» **Page excerpt**
+ + +

Tip #27: Safe Steps
None of us are getting any younger. And few of us are as agile as we were even ten years ago.
Most adult injuries inflicted in the pool area are caused by losing ones balance on the pool or spa steps.
When you bid a residential renovation, there is one suggestion you can make that few competitors and often, not even the customer, thought of: Adding a hand rail and over-sizing the steps to make the pool safer.
Even if the customer refuses the extra expense, they really do appreciate you looking out for their welfare.
Commercial pools require a maximum rise of 9" and minimum tread of 10". Residential pools have no such code and we've all seen steps that were 24" apart and spas without any top step at all.
A renovation is the time to dress up these steps. A dozen 1/4" holes are drilled into the shell and risers of existing steps and #3 steel pegs are driven to anchor new concrete.
Concrete is hand packed into place using existing steps for height and width references.
2"X 6" ceramic tile marks step edges or tile accents could have been used on the tread and a fresh coat of quartz plaster ties it all together.
These steps are wide enough that a 'Figure 4' hand rail can be set directly down the center. Standard size steps require the handrail set to one side to get sufficient footing on the top step.
When it comes down to the cost of a very real safety feature, I balance that against the cost of one trip to a hospital emergency room. For a cost of around $600 you've made access to the pool safer for everyone who uses it.
(photo right) This beautiful little in-ground spa has one fatal flaw. She was built without a skimmer.

+ + +

» **Records supplied**
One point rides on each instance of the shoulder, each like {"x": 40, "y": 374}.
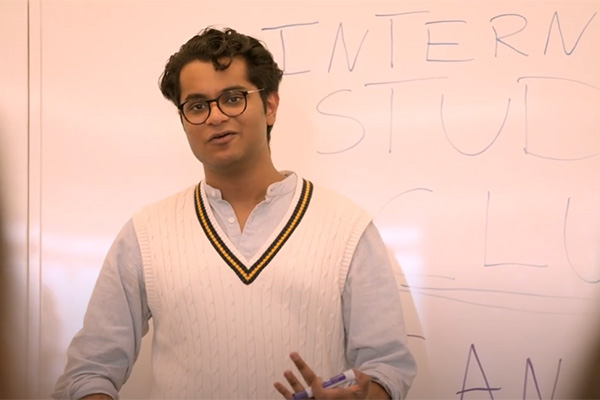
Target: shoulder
{"x": 174, "y": 198}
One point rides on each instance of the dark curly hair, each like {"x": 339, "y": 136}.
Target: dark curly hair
{"x": 220, "y": 47}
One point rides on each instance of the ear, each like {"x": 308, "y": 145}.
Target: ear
{"x": 272, "y": 104}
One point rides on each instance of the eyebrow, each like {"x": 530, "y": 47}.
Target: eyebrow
{"x": 192, "y": 96}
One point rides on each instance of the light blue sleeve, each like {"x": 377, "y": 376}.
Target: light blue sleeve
{"x": 101, "y": 355}
{"x": 373, "y": 320}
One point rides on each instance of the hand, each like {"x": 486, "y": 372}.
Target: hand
{"x": 357, "y": 391}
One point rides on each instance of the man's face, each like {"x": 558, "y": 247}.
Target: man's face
{"x": 225, "y": 144}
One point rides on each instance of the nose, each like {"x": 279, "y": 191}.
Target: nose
{"x": 216, "y": 116}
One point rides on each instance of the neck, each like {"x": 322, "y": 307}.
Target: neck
{"x": 244, "y": 188}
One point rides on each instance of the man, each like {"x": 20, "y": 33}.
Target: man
{"x": 245, "y": 268}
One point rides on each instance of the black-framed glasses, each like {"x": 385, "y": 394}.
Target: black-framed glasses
{"x": 231, "y": 103}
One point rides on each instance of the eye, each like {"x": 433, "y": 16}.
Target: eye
{"x": 196, "y": 106}
{"x": 232, "y": 98}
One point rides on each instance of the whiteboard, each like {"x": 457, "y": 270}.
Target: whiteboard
{"x": 469, "y": 130}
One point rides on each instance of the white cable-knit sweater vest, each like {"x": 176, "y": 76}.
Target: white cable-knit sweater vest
{"x": 224, "y": 325}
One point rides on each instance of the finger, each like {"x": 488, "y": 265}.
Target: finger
{"x": 363, "y": 381}
{"x": 306, "y": 372}
{"x": 281, "y": 388}
{"x": 293, "y": 381}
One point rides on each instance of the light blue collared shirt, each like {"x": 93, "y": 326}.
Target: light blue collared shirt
{"x": 102, "y": 354}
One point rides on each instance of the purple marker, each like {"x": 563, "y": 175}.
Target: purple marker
{"x": 345, "y": 377}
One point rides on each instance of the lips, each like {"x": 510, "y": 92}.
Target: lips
{"x": 220, "y": 135}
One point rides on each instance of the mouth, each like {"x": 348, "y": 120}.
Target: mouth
{"x": 220, "y": 135}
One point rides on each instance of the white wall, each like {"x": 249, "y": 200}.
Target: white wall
{"x": 14, "y": 188}
{"x": 468, "y": 129}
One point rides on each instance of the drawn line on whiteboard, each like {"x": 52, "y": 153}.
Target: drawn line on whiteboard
{"x": 429, "y": 276}
{"x": 557, "y": 78}
{"x": 498, "y": 307}
{"x": 404, "y": 13}
{"x": 402, "y": 194}
{"x": 405, "y": 81}
{"x": 272, "y": 28}
{"x": 486, "y": 147}
{"x": 529, "y": 294}
{"x": 526, "y": 102}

+ + +

» **Exercise brief**
Continue the pool step safety tip from the point where it stops. You can complete this without the listing.

» **Result of this task**
Even with a screen enclosure, the owner tired of dealing with floating dust and debris and sought to have a skimmer added. Recognizing the difficulty of adding a skimmer to an existing concrete spa with obsolete tile, contractors brought bids from $2,800 to $4,000.
What a shame it would be to defile the gentle balance of this spa with a bulky, plastic skimmer box.
We offered to fix the problem for $50. Interested?
Thankfully, one accessory the original pool builder did include was a suction-side cleaner line. To this wall fitting we added a threaded 1.5" elbow, a 2"X 4" commercial gutter fitting and a bit of 1.5" PVC pipe.
The skimmer fitting is placed about 1" under the surface with the vertical pipe cut to fit. Adjusting the Jandy valve at the equipment creates an effective vortex.
Operated along with the filtered water return (rather than the more turbulent turbo line) this small skimmer is more than enough to keep the spa surface clean. None of the connections need to be glued and the entire assembly can be removed when the spa is in use.